Texte fourni ::

Grâce à l'arrangement trouvé par Chaplin et la First National autour de ce film, il a pu enfin profiter de la United Artists, le dernier de ses fondateurs à tourner pour le distributeur. L'arrangement était simple: au lieu de deux courts métrages, Chaplin a proposé de livrer un film de quatre bobines, ce qui fait quand même une bonne comédie de luxe, qui peut générer des revenus. Comme en prime le film est très soigné, tout le monde a été content... Chaplin ne bâcle en aucune façon ce dernier film (relativement) court, et convoque une certaine quantité de thèmes et de figures déjà évoquées. Il le fait avec son sens fabuleux de l'économie visuelle, et dans un cadre westernien, la seule et unique fois...

Un bagnard évadé a volé les vêtements d'un pasteur, et se retrouve à prendre sa place auprès d'une petite communauté du sud du Texas. Avant d'être repéré pour ce qu'il est, il a le temps de faire un office religieux, de participer à un thé auprès de certaines personnages du village, et de tomber amoureux d'une jeune fille (Edna Purviance); mais surtout il tombe par hasard sur un ancien 'camarade de l'université', un pickpocket (Chuck Reisner) qui comprend vite le parti qu'il peut tirer du costume et de la supercherie de son copain. Il va donc falloir l'empêcher d'escroquer toutes ces petites gens, sans se faire pincer...

Jeu de données ::
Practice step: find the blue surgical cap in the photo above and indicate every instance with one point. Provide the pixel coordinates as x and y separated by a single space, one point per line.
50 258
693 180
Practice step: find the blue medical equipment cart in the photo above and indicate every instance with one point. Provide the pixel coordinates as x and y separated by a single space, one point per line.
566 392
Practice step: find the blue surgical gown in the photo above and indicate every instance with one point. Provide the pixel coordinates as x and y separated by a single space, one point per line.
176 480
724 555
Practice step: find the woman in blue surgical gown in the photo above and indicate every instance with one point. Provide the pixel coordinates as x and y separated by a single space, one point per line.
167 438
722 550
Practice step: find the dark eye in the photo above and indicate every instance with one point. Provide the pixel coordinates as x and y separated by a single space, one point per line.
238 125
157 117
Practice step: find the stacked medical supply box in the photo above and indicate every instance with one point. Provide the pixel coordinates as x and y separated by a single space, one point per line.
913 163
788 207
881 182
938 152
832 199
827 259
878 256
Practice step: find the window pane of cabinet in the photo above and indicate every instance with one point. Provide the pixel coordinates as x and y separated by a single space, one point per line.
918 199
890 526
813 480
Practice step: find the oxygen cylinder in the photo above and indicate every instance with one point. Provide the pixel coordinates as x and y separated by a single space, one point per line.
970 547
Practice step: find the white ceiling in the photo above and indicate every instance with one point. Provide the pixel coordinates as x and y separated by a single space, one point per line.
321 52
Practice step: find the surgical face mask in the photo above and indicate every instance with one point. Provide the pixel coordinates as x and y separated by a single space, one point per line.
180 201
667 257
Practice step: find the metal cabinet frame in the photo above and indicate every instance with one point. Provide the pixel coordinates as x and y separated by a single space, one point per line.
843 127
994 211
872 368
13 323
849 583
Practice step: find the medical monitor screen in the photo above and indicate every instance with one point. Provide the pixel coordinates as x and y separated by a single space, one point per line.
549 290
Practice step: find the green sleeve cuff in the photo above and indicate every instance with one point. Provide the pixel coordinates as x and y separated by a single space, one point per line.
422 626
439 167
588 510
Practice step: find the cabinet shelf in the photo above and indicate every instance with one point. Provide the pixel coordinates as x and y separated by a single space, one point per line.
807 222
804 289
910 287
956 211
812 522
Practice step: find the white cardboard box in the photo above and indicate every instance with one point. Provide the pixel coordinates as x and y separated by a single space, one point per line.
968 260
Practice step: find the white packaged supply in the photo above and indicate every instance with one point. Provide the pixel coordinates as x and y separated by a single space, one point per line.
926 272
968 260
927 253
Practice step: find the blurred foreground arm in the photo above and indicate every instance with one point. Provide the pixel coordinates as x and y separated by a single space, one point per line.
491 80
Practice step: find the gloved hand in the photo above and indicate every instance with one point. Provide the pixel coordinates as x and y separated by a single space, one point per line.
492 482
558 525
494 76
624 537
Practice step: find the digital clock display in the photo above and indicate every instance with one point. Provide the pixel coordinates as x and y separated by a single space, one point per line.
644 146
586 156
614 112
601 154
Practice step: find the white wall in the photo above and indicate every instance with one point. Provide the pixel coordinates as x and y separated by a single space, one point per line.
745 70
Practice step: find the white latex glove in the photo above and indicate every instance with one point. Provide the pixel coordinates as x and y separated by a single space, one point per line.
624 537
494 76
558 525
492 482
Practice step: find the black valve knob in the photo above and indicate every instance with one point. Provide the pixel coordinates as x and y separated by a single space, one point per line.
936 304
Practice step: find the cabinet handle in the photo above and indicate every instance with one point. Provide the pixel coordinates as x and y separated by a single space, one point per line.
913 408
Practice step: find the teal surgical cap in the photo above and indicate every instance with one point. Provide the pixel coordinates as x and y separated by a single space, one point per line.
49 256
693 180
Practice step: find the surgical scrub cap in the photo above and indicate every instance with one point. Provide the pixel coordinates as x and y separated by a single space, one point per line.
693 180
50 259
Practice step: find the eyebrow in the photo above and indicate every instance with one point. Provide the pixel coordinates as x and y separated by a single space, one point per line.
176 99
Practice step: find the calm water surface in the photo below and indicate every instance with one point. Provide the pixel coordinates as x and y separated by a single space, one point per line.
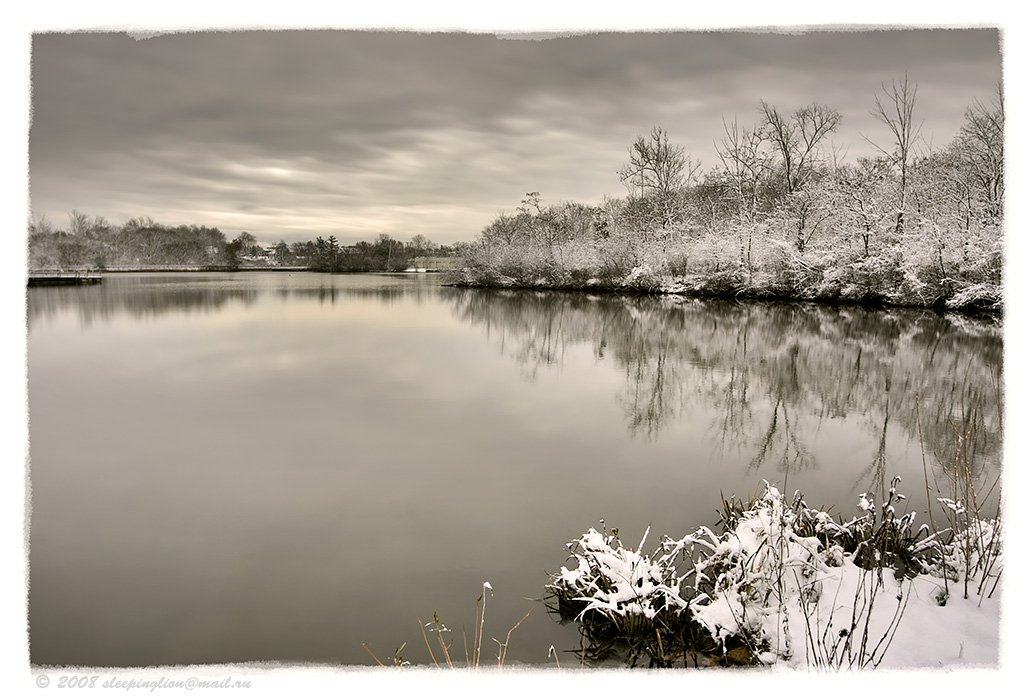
282 466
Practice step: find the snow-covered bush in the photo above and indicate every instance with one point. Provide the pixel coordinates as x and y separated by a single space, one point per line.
782 583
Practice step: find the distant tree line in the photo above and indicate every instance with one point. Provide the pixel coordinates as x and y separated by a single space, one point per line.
780 215
141 243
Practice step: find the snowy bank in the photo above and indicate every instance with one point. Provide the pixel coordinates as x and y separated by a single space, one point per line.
790 586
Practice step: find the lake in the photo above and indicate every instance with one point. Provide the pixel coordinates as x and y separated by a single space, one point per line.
285 466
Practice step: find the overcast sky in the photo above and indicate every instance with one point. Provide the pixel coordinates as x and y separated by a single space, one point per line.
296 134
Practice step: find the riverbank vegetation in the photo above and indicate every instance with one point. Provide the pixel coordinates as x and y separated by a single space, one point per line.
782 584
781 215
143 243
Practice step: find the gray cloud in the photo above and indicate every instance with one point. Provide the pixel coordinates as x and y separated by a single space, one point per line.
301 133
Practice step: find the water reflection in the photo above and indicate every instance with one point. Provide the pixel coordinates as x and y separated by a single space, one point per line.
770 374
153 294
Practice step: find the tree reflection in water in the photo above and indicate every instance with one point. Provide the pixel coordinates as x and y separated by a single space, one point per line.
771 374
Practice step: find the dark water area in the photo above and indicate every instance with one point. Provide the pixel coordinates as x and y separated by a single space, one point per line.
251 466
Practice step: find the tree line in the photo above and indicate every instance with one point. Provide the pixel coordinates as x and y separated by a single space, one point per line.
141 243
780 215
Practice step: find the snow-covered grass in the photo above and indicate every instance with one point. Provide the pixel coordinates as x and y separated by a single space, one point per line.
782 584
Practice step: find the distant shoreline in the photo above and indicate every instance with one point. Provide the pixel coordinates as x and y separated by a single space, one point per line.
733 295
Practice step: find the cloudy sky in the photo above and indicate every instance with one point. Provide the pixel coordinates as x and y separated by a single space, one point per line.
295 134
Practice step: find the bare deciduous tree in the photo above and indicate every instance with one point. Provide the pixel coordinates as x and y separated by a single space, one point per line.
796 139
657 168
895 109
982 144
746 162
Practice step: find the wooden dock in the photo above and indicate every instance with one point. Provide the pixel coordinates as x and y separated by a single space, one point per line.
39 278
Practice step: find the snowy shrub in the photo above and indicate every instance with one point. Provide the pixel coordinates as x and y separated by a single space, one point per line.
625 601
781 583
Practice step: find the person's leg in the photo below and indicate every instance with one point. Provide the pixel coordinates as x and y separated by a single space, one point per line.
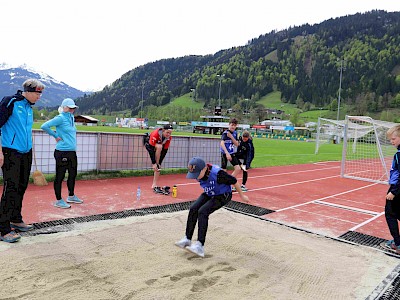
224 162
10 168
24 171
391 220
72 168
236 165
193 214
155 179
244 179
206 210
61 168
158 153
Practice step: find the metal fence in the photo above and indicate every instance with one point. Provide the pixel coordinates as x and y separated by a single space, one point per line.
121 151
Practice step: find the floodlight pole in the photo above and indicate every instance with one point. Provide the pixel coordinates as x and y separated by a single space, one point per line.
340 86
141 109
219 90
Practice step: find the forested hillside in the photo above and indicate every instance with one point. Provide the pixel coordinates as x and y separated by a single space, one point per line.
301 62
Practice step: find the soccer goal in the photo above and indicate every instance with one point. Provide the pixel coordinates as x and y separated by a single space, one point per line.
367 153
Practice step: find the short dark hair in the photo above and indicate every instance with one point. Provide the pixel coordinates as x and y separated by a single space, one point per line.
233 121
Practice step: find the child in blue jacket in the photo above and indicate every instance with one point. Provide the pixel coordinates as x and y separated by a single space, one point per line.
65 152
216 184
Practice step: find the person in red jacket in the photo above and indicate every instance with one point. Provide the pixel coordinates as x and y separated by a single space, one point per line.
157 145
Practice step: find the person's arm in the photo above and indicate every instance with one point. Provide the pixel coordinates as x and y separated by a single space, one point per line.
230 135
225 178
5 112
56 121
395 185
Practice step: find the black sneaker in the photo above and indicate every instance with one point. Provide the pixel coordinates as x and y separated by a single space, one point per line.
158 190
166 190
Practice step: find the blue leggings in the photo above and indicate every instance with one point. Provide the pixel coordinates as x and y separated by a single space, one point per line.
392 215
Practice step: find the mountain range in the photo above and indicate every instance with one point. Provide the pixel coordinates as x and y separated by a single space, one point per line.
305 63
11 79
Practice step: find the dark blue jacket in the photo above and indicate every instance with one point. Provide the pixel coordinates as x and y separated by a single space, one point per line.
394 174
246 152
16 120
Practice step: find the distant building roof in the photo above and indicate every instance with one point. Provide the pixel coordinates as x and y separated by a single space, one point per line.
88 118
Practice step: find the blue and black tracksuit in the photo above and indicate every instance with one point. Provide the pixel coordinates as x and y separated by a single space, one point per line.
245 152
65 152
392 207
217 193
16 119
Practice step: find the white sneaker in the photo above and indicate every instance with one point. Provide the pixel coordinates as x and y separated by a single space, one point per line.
196 248
183 243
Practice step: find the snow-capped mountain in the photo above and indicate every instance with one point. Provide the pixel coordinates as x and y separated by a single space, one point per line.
11 79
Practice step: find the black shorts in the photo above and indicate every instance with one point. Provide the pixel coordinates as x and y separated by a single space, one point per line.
224 161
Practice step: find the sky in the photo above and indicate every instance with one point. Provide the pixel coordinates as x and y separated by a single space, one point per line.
90 44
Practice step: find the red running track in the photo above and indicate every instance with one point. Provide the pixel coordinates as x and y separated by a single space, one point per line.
311 197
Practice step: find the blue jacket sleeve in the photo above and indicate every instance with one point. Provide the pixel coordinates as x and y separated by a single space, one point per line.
250 153
57 120
5 111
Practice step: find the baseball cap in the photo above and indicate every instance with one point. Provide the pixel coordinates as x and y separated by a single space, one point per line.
69 102
196 164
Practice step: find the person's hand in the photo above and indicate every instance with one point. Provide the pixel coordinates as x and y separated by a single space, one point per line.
245 198
389 196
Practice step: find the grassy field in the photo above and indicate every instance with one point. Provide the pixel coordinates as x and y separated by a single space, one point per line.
269 152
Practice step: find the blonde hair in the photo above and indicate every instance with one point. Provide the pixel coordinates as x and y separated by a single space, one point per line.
394 130
247 134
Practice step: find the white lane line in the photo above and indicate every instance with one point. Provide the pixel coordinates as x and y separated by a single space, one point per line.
366 222
345 207
325 217
327 197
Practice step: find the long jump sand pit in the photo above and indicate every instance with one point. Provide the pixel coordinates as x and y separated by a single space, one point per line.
135 258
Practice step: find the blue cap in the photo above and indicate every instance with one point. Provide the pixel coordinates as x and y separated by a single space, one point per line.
69 102
196 164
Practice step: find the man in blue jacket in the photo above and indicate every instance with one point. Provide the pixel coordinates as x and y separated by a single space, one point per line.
16 119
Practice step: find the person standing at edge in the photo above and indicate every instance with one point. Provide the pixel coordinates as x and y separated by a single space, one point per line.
157 145
65 152
217 193
16 120
228 147
246 153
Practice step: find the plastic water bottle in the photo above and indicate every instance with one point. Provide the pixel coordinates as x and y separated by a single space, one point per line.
174 191
138 193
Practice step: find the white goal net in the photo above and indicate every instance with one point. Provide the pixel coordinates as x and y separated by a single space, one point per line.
367 153
328 132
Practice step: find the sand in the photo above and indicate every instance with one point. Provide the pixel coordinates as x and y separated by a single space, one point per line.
135 258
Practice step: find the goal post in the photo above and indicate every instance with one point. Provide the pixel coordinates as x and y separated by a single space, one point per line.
367 153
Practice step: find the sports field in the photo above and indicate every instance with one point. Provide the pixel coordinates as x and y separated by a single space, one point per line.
306 233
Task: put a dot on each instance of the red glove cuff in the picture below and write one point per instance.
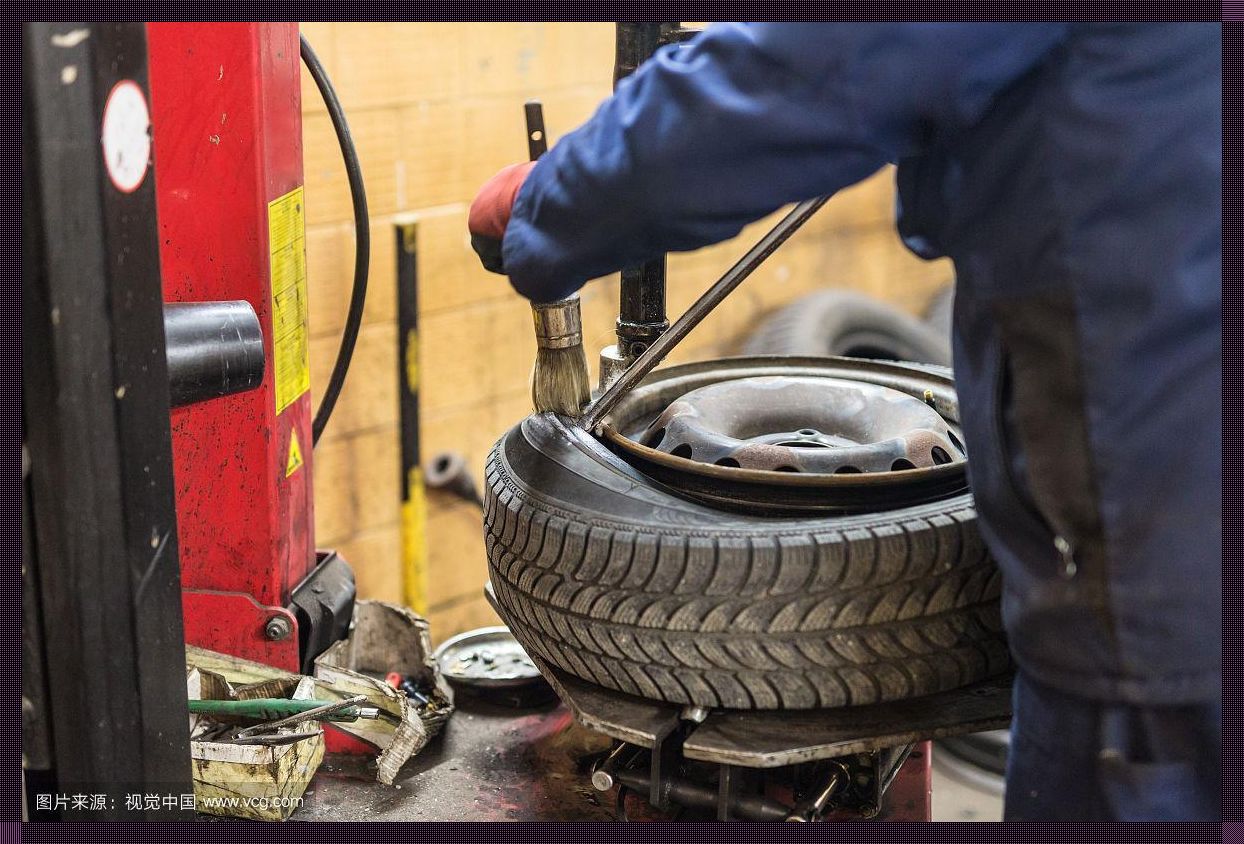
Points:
(490, 211)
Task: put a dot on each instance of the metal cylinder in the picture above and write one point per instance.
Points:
(214, 349)
(448, 471)
(559, 324)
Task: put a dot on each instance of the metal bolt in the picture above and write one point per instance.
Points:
(694, 713)
(278, 628)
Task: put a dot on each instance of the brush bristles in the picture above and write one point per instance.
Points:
(560, 382)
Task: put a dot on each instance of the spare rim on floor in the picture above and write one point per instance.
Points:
(790, 436)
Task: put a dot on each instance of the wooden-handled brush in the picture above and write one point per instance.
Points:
(559, 381)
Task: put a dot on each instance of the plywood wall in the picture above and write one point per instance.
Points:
(436, 108)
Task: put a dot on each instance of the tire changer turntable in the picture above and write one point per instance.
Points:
(796, 764)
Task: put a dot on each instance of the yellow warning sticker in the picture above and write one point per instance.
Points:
(294, 462)
(286, 239)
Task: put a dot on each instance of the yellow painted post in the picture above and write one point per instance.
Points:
(414, 514)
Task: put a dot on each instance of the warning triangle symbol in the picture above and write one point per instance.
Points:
(295, 459)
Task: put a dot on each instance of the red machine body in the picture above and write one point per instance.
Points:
(228, 150)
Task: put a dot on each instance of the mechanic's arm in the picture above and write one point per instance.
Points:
(748, 117)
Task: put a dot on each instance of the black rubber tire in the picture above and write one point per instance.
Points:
(606, 575)
(849, 324)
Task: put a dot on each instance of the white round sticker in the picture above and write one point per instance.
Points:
(126, 136)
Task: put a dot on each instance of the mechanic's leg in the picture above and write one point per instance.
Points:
(1080, 759)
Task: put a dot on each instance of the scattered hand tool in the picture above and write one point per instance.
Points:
(598, 411)
(319, 712)
(271, 708)
(559, 382)
(407, 686)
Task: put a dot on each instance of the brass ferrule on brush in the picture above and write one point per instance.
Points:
(559, 324)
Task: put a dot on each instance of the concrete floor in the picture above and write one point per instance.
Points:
(959, 794)
(500, 764)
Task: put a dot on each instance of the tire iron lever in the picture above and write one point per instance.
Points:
(597, 412)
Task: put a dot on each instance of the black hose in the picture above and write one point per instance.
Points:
(362, 240)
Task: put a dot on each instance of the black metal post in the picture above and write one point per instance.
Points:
(413, 515)
(96, 413)
(642, 301)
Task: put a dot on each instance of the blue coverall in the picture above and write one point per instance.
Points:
(1074, 176)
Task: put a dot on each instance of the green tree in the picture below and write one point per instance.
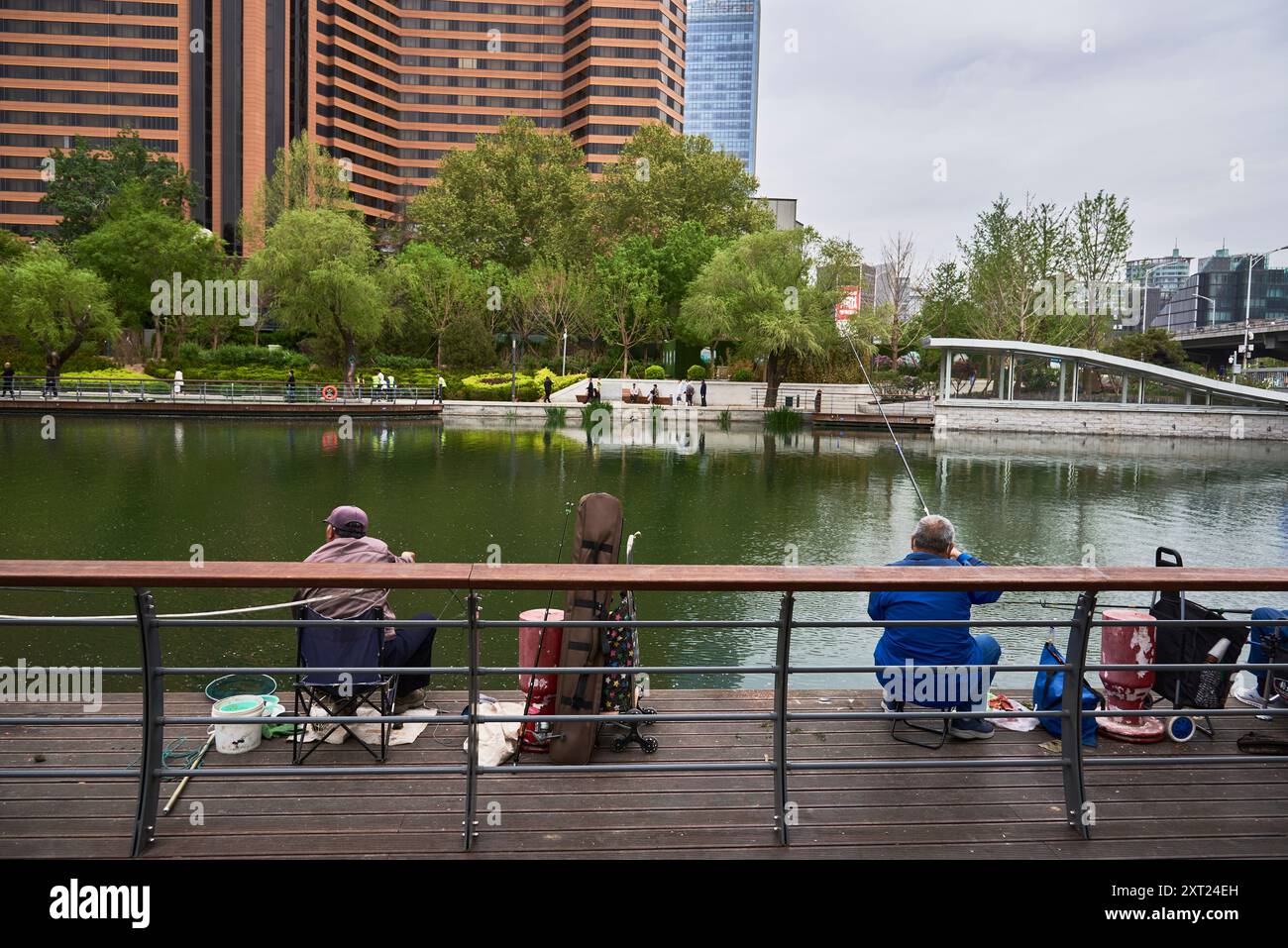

Consigne 1 ::
Répondez aux questions suivantes d'après le texte sur le film de Chaplin :
(a) Combien de bobines Chaplin propose-t-il de livrer à la place de deux courts métrages ?
(b) À qui le bagnard évadé a-t-il volé ses vêtements ?
(c) Quel acteur joue le pickpocket ?
Consigne 2 :: Relevez tous les noms de personnes cités dans le texte sur le film de Chaplin.
Consigne 3 :: Rédigez la suite du texte sur le film de Chaplin à partir de sa dernière phrase.

Réponse finale 1 ::
(a) Quatre bobines.
(b) À un pasteur.
(c) Chuck Reisner.

Réponse finale 2 ::
- Chaplin
- Edna Purviance
- Chuck Reisner

Réponse finale 3 ::
Le costume sied bien à Chaplin, qui a toujours défendu l'idée qu'un habit ne fait pas le moine, mais que l'apparence est une illusion qui trompe forcément les autres. C'est ce qui arrive, avec cet étrange pasteur, et ce dès le début du film. Quatre plans suffisent à tout expliquer: 1 - Un gardien de prison colle une affiche à l'entrée de la bâtisse. 2 - Gros plan de cette affiche, un avis de recherche d'un bagnard évadé, il a une moustache, et un uniforme rayé. 3 - Un homme en maillot de bain sort d'une rivière, prend des vêtements, et constate qu'ils ne sont pas les siens: c'est un uniforme de bagnard. 4 - Notre héros, en habit de pasteur, et avec la mine compassée qui va avec, marche tranquillement vers une gare. Après, ça se gâte: un couple qui vient de fuir pour se marier lui demande de l'aide, et il est bien incapable de pourvoir leur prêter assistance, mais ça y est, aux yeux du spectateur, nous savons que cet homme est un bagnard, et le reste de l'humanité le prend pour un prêtre.

L'interprétation de ce film est marquée par les apparitions de fidèles acteurs, qui reviennent de ses derniers films. Henry Bergman, de moins en moins présent (Il avait un restaurant à gérer), apparaît dans deux courtes scènes au début, Albert Austin n'est nulle part, ou je l'ai manqué; par contre, Edna Purviance joue pour la dernière fois à ses côtés, et on voit aussi Sydney Chaplin dans deux rôles, Loyal Underwood en doyen à barbe, Chuck Reisner en exccroc (Quelle trogne!), et surtout le grand Mack Swain. Chaplin employait ses acteurs comme des pantins parfois, les laissant réagir de façon neutre à son jeu, comme Edna Purviance va souvent devoir jouer le témoin inactif dans certaines scènes. Mais quand il reconnaissait un grand acteur, il pouvait lui donner une place importante, c'est ce qui arrive avec Swain ici, qui du reste reviendra dans The gold rush. Dans le rôle du chef spirituel de cette petite communauté, il est merveilleux: alcoolique, mais en secret, qui désapprouve des agissements pour le moins étranges de ce pasteur bizarre, mais qui sait si bien se parer du masque de l'impénétrabilité lorsqu'il y en a besoin. La scène qui les voit tous deux marcher de dos, l'un et l'autre persuadé que la bouteille d'alcool qui vient de se briser par terre provient de sa poche, est un grand moment de collaboration burlesque.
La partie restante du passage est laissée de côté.